**PROBLEM DETAILS**
In the passage on image development, what does the fixer do?

The recorded image, with its artificial orderliness, becomes what we know to be reality.

Development

Prior to the rendering of the image, the recording surface is first exposed to light contrived into
uniformity, but then the recording medium must also be developed. The image, processed
through internal admixtures, yields a variable union between the directing focus of collimation
and the interpretive capacity of the actinic process; developer, stop bath, and fixer. Within the
image, which itself comprises the context for subsequent actinic processes, existing internalized
images define the parameters that limn or dim. A quick bath in ascetic acid to prevent
overexposure, then the fixer prevents further alteration, rendering the image inexorable.

Lenses, Mirrors, and Gobos

To extend the metaphor past its vanishing point, and to further the analogy of reality to
aberration and imagistic clarity to ideological myopia, consider the role of perceptual bias as an
amalgamation of single lenses of various convexity and concavity, mirrors to diopterate, and
obstructions.
Individual lenses shape perceptual foci. Occasionally, a singular lens refracts light to produce the
desired view. More common; a collection of lenses compound to shape the image and direct the
observer to an, at times inverted, at times virtual representation. Likewise, mirrors reflect an
image towards the observer, often the observer is the object represented by the inverse image.

**RECORDED DATA**
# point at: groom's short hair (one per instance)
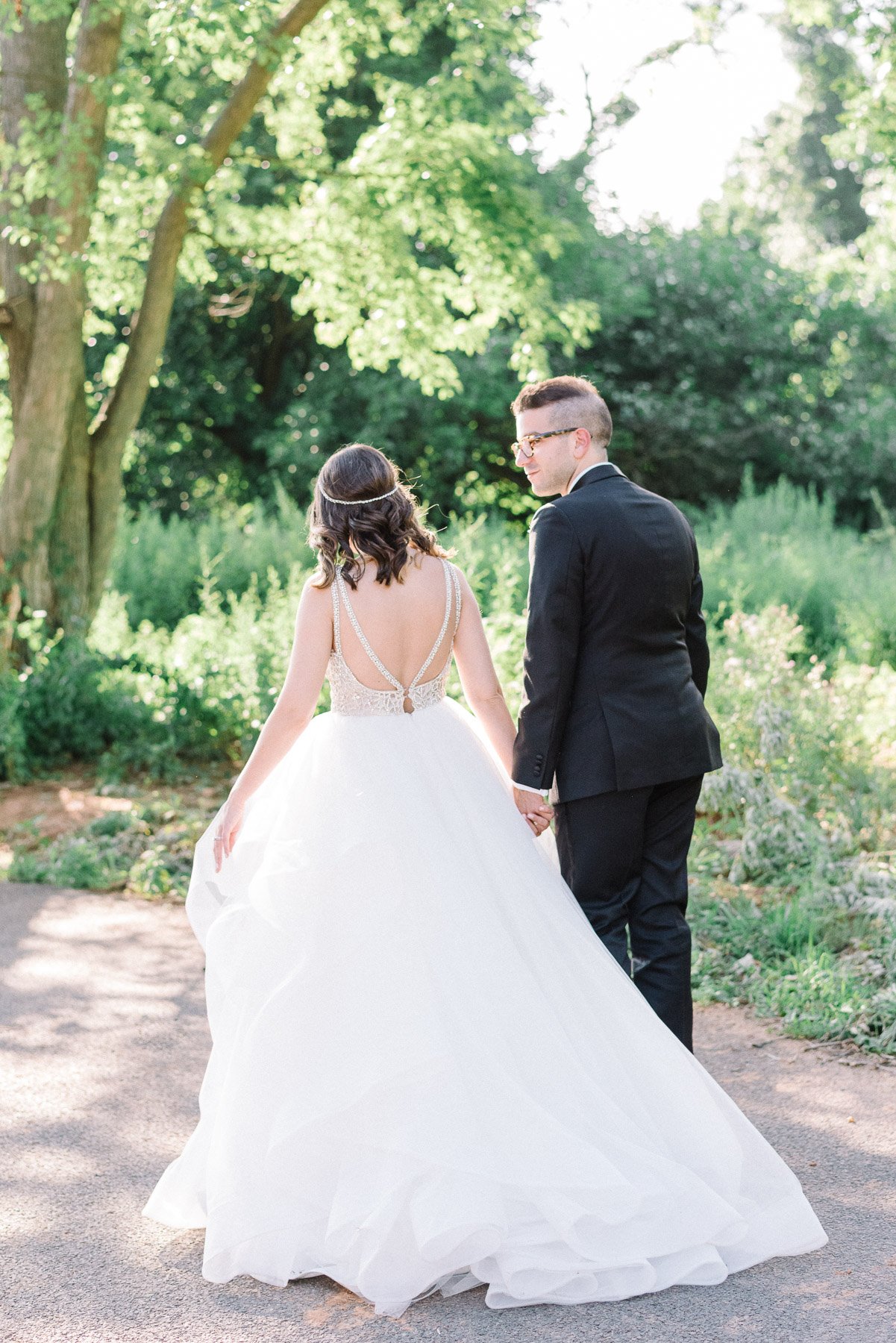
(590, 407)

**RESULT**
It prevents further alteration, rendering the image inexorable.